Submitted by : 192.168.1.21 at: 2004-01-28T17:57:25+00:00 (13 years ago)
Name :
Category : Severity : Status :
Optional subject :  
Optional comment :

When you type a word that begins with Uppercase and contains an UTF-8 international character, it is recognized as a WikiWord?, in a wrong fashion. For instance:

Alguém

This happened to me using ZWiki 0.27rc1, Plone 2.0 and Zope 2.7. Using Zwiki inside Plone.

However, as I need a quick solution I decided to fix it myself!

So here is my fix to Regexps.py (line 135):

import locale
(lang, encoding) = locale.getlocale()
#locale.setlocale(locale.LC_ALL, '')
if locale.getlocale() != (None,None):
  Ul = [x.encode('utf8') for x in unicode(string.uppercase, encoding)]
  Ll = [x.encode('utf8') for x in unicode(string.lowercase, encoding)]

  U = reduce(lambda x,y:x+'|'+y, Ul)
  L = reduce(lambda x,y:x+'|'+y, Ll)

  wikiname1 = r'(?L)\b(%s)+(%s)+(%s)(%s)*[0-9]*' % (U,L,U,U+'|'+L)
  wikiname2 = r'(?L)\b(%s)(%s)+(%s)(%s)*[0-9]*'  % (U,U,L,U+'|'+L)

Remember to setup Zope's locale correctly also.

I hope this helps!

traldar

very interesting --SimonMichael, Thu, 29 Jan 2004 00:16:59 -0800 reply

It helps a lot, thanks. I have some questions - answer any you care to!

Is this ok, or is the reduce required for tricky i18n string handling ?

status --SimonMichael, Thu, 29 Jan 2004 11:16:49 -0800 reply

This server is now running my version of your patch (see http://zwiki.org/zwikidir/Regexps.py ) for testing.. I have no locale set on this server though, so what we're seeing here is the no-locale case, which I've tried to update for UTF-8.

It's not yet right though (and getting hard to follow!). Although it recognizes utf-8 Alguém as a whole word, it links it when it shouldn't.

So let's try --Samotnik, Thu, 29 Jan 2004 11:30:25 -0800 reply

Śpiąca Królewna łka, a wróble ćwierkają

AlguémPage

checking in --SimonMichael, Thu, 29 Jan 2004 22:29:56 -0800 reply

The no-locale case seems to be working now also, recognizing western european characters in links and not linking things it shouldn't. The regexps just got more complicated, I haven't noticed any blatant speed change. More testing needed. I think this needs to go into 0.27.

property change --SimonMichael, Thu, 29 Jan 2004 22:37:31 -0800 reply

Status: open => closed

Problem if locale encoding is utf-8 --Tue, 03 Feb 2004 03:35:46 -0800 reply

i get a broken Product Zwiki if the locale is set to de_DE.UTF-8 (on FreeBSD? with utf8locale port. the traceback is:

Import Traceback

Traceback (most recent call last):
 File "/usr/local/www/z27c1/lib/python/OFS/Application.py", line 654, in import_product
   product=__import__(pname, global_dict, global_dict, silly)

◆ SHORT PROBLEM 1
Answer these questions about the thread:
(a) Which versions of ZWiki, Plone, and Zope were in use when the problem appeared?
(b) At which line of Regexps.py is the fix placed?
(c) Which locale setting produced a broken Product Zwiki?
The thread and the listing are unrelated pieces of material.

Some records

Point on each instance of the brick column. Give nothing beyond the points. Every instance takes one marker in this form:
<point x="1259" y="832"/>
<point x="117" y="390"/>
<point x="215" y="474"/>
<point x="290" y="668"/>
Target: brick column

---

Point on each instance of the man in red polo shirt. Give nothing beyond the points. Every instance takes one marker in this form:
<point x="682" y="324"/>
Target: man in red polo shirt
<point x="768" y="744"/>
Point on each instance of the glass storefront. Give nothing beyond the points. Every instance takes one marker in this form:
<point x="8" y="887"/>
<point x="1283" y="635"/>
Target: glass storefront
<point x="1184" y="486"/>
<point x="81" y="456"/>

◆ SHORT PROBLEM 2
Rewrite the lines of the listing as a Markdown table with the columns Line and Text, numbering each row and leaving out blank lines. Start at the line containing "Point on each instance of the brick" and end at the line containing "Target: brick column", and include only these lines.

◆ SOLUTION 1
(a) ZWiki 0.27rc1, Plone 2.0, and Zope 2.7.
(b) Line 135.
(c) de_DE.UTF-8.

◆ SOLUTION 2
| Line | Text |
|---|---|
| 1 | Point on each instance of the brick column. Give nothing beyond the points. Every instance takes one marker in this form: |
| 2 | <point x="1259" y="832"/> |
| 3 | <point x="117" y="390"/> |
| 4 | <point x="215" y="474"/> |
| 5 | <point x="290" y="668"/> |
| 6 | Target: brick column |